Exercise aim — Arrange every line of the following data as a numbered list, omitting the blank lines.
— start Listing —
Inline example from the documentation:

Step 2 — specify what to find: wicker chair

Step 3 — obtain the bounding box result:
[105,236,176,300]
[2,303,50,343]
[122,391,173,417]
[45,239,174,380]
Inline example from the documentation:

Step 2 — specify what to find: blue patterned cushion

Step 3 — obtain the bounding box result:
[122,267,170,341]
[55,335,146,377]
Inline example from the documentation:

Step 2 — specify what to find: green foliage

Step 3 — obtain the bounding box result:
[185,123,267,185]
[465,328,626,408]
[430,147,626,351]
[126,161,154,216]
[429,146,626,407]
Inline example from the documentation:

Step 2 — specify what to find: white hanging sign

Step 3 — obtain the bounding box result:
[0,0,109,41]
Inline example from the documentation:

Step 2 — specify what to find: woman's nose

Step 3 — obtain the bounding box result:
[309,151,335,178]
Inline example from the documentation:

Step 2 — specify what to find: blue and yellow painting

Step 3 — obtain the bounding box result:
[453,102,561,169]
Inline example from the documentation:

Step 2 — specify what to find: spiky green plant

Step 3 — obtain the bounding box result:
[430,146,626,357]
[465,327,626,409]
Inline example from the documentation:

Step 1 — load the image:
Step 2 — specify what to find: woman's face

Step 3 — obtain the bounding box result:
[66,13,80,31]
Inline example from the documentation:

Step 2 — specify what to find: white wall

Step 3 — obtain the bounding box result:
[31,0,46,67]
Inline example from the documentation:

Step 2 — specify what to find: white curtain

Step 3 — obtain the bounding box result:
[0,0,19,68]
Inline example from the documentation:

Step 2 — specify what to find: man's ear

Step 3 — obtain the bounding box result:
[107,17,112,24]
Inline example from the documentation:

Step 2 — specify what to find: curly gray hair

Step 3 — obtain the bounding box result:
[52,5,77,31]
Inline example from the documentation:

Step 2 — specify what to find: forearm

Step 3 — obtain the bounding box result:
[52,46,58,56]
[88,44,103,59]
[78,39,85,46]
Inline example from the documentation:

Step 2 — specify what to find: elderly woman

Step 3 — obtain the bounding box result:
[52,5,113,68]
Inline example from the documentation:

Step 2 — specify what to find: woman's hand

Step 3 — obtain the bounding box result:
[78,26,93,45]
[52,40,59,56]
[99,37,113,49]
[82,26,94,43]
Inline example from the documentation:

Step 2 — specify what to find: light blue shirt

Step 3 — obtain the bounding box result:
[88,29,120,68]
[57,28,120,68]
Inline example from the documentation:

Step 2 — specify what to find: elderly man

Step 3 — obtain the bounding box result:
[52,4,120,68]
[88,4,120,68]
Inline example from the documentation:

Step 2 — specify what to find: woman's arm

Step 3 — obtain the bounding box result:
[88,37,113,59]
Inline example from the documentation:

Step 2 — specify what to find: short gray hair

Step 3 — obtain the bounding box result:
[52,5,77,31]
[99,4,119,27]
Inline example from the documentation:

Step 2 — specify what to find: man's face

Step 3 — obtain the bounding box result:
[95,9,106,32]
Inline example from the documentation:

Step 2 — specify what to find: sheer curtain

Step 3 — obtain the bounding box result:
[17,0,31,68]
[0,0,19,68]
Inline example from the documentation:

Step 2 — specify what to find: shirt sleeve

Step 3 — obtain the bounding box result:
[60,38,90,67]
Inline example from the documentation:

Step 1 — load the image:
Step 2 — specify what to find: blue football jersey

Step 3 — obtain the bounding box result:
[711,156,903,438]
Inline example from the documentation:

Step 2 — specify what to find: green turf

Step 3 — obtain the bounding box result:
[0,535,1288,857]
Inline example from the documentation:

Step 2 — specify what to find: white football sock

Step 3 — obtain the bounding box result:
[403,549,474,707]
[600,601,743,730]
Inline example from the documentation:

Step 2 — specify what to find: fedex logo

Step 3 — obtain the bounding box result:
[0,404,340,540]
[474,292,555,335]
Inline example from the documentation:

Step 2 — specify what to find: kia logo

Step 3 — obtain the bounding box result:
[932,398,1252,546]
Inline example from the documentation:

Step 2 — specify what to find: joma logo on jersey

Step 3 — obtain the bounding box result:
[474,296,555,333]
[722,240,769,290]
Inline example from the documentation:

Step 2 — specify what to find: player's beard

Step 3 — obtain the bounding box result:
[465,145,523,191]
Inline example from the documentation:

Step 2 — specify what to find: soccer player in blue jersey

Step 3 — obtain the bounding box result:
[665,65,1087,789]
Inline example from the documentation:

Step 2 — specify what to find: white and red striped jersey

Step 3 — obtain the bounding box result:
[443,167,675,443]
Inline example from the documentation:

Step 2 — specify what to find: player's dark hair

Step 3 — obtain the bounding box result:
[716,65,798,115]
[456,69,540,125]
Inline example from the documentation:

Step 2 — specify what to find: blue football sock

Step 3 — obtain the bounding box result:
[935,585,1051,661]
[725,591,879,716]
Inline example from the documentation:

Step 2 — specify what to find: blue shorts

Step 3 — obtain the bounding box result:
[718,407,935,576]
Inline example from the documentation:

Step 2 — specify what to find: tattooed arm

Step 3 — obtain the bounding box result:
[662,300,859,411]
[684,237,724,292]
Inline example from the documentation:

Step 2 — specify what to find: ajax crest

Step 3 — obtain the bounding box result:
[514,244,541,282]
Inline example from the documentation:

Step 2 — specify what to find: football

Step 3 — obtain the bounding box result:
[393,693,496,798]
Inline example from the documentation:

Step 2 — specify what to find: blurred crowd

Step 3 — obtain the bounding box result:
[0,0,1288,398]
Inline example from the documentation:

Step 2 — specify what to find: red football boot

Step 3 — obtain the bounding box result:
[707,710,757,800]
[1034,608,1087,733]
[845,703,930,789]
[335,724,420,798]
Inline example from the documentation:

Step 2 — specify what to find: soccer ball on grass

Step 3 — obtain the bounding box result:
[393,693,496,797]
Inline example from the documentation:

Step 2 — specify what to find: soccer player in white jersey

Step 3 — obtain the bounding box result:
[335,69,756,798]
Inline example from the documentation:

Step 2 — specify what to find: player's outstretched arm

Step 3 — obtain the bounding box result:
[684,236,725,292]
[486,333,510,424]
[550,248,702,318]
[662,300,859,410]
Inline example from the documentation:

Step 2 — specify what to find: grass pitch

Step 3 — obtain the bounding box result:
— end Listing —
Response to this exercise —
1. Inline example from the documentation:
2. Step 2 — specify what to find: wicker chair
3. Step 3 — obtain the bounding box result:
4. [105,236,176,300]
5. [2,303,50,343]
6. [122,391,173,417]
7. [45,239,174,380]
8. Inline example from the documentation:
9. Step 2 — specify what to find: blue patterned cushion
10. Step 3 — obtain the bounding box result:
11. [122,267,170,341]
12. [55,335,146,377]
13. Inline example from the documentation:
14. Step 2 — specify what to find: green foliage
15. Step 3 — obtain the bounding box result:
16. [185,123,267,185]
17. [465,328,626,408]
18. [430,147,626,351]
19. [126,161,154,216]
20. [429,146,626,407]
21. Inline example from the documentation:
22. Step 2 — specify what to find: white hanging sign
23. Step 3 — obtain the bounding box result:
24. [0,0,109,41]
25. Inline example from the documentation:
26. Step 2 — specify what to find: woman's nose
27. Step 3 — obtain the bounding box result:
28. [309,151,335,178]
29. Inline example from the documentation:
30. Step 2 — specify what to find: blue and yellow painting
31. Step 3 — obtain the bounding box result:
32. [453,102,561,169]
33. Inline example from the documentation:
34. Step 2 — specify what to find: spiky green plant
35. Step 3 — obtain the bounding box result:
36. [430,146,626,357]
37. [465,327,626,409]
38. Inline example from the documentation:
39. Step 1 — load the image:
40. Step 2 — specify what to find: woman's face
41. Step 3 — obtain the bounding box result:
42. [66,13,80,31]
43. Inline example from the documentation:
44. Step 2 — specify what to find: white wall
45. Step 3 — obtain the bounding box result:
46. [31,0,46,67]
47. Inline example from the documentation:
48. Step 2 — specify what to find: white curtain
49. Step 3 — obtain the bounding box result:
50. [0,0,19,68]
51. Inline example from the documentation:
52. Step 2 — specify what to find: man's ear
53. Step 3 — obtain the bounding box result:
54. [107,17,112,24]
55. Inline example from the documentation:
56. Step 2 — specify what to find: curly gray hair
57. Step 3 — obtain the bounding box result:
58. [52,5,77,31]
59. Inline example from the documentation:
60. Step 2 — specify what to find: forearm
61. Step 3 — obtain the bounding box result:
62. [52,46,58,56]
63. [88,44,103,59]
64. [78,39,85,46]
65. Inline example from the documentation:
66. Step 2 — specify what to find: elderly woman
67. Step 3 — obtain the bounding box result:
68. [52,5,113,68]
69. Inline example from the documentation:
70. Step 2 — specify what to find: woman's hand
71. Step 3 — obtain the bounding box result:
72. [78,26,93,45]
73. [52,40,59,56]
74. [99,37,113,49]
75. [82,26,94,43]
76. Inline example from the documentation:
77. Step 2 — specify what to find: light blue shirt
78. Step 3 — obtain the bounding box result:
79. [88,29,120,68]
80. [57,28,120,68]
81. Inline example from the documentation:
82. Step 2 — specify what to find: elderly man
83. Step 3 — obtain the bounding box result:
84. [52,4,120,68]
85. [88,4,120,68]
86. Inline example from the documentation:
87. Step 2 — specify what to find: woman's arm
88. Step 3 — obtain the bounding box result:
89. [88,37,113,59]
90. Inline example from the documentation:
91. Step 2 — specify what to find: short gray hair
92. Step 3 — obtain the bounding box result:
93. [52,5,77,31]
94. [99,4,119,27]
95. Inline example from the documentation:
96. Step 2 — specify what to find: man's face
97. Step 3 — obtain the bounding box result:
98. [95,9,106,32]
99. Inline example from the documentation:
100. Step 2 — specify what to find: sheer curtain
101. Step 3 — obtain the bounding box result:
102. [17,0,31,68]
103. [0,0,19,68]
104. Inline example from the documentation:
105. Step 2 — specify what to find: shirt sleeve
106. Step 3 — obtain the bounding box result:
107. [60,38,90,67]
108. Inline example from the documentation:
109. Step 1 — load the image:
110. Step 2 — specify what to find: blue football jersey
111. Step 3 — obtain the bounding box result:
112. [711,156,903,438]
113. Inline example from the documentation:
114. Step 2 — specify what to find: green turf
115. Step 3 — obtain the bounding box result:
116. [0,535,1288,857]
117. Inline example from the documentation:
118. Step 2 — specify what to find: white football sock
119. Step 3 — obtain the bounding box result:
120. [403,549,474,707]
121. [600,601,743,730]
122. Inline example from the documentation:
123. Step 2 — specify what to find: fedex logo
124. Step 3 — obtain the bounding box result:
125. [0,404,340,540]
126. [474,292,555,335]
127. Inline example from the documentation:
128. Step 2 — specify what to find: kia logo
129. Step 3 — obtain the bounding box result:
130. [932,398,1252,546]
131. Inline example from the documentation:
132. Step 2 — specify what to find: joma logo on jersey
133. Step 3 — obtain the bounding box result:
134. [474,296,555,333]
135. [722,240,769,290]
136. Inline example from the documentation:
137. Step 2 — specify what to find: player's beard
138. Step 3 — obtain the bounding box result:
139. [465,145,523,191]
140. Inline example from the documentation:
141. Step 2 — specify what to find: soccer player in blue jersey
142. Step 3 — obtain the bounding box result:
143. [665,65,1087,789]
144. Inline example from the documentation:
145. Step 2 — specify what to find: white and red striped jersey
146. Step 3 — obtain the bounding box result:
147. [443,167,675,443]
148. Inline example from the documentation:
149. Step 2 — specify what to find: player's dark hair
150. Step 3 — obtain the bounding box result:
151. [716,65,798,115]
152. [456,69,540,125]
153. Inline example from the documentation:
154. Step 2 — specify what to find: blue football sock
155. Step 3 — obtain the bounding box result:
156. [935,585,1051,661]
157. [725,591,879,716]
158. Inline example from the documentation:
159. Step 2 — specify what to find: blue shorts
160. Step 3 — obtain the bounding box result:
161. [718,407,935,576]
162. Inline example from the documentation:
163. Step 2 — specify what to find: tattooed arm
164. Step 3 — obtain the bounding box result:
165. [662,300,859,411]
166. [684,237,724,292]
167. Inline example from the documentation:
168. Step 2 — specify what to find: ajax crest
169. Step 3 — obtain the bounding box result:
170. [514,244,541,282]
171. Inline example from the documentation:
172. Step 2 — specify what to find: football
173. Step 3 — obtain the bounding box result:
174. [393,693,496,798]
175. Inline example from the documentation:
176. Step 2 — specify what to find: blurred crowd
177. Step 3 — obtain the bounding box result:
178. [0,0,1288,398]
179. Inline example from the documentation:
180. Step 2 — specify what to find: red football boot
181. Step 3 — obtain the bounding box result:
182. [707,710,757,800]
183. [1034,608,1087,733]
184. [845,703,930,789]
185. [335,724,420,798]
186. Inline example from the documentation:
187. Step 2 — specify what to find: soccer ball on grass
188. Step 3 — obtain the bounding box result:
189. [393,693,496,797]
190. Inline example from the documentation:
191. Step 2 — specify what to find: soccer player in white jersey
192. Step 3 — obtain the bounding box result:
193. [335,69,756,798]
194. Inline example from the documentation:
195. Step 2 — specify what to find: player's outstretched arm
196. Step 3 — obtain the bounding box result:
197. [684,236,725,292]
198. [486,333,510,424]
199. [550,248,702,318]
200. [662,300,859,410]
201. Inline example from the documentation:
202. Step 2 — specify what to find: grass pitch
203. Step 3 — obtain the bounding box result:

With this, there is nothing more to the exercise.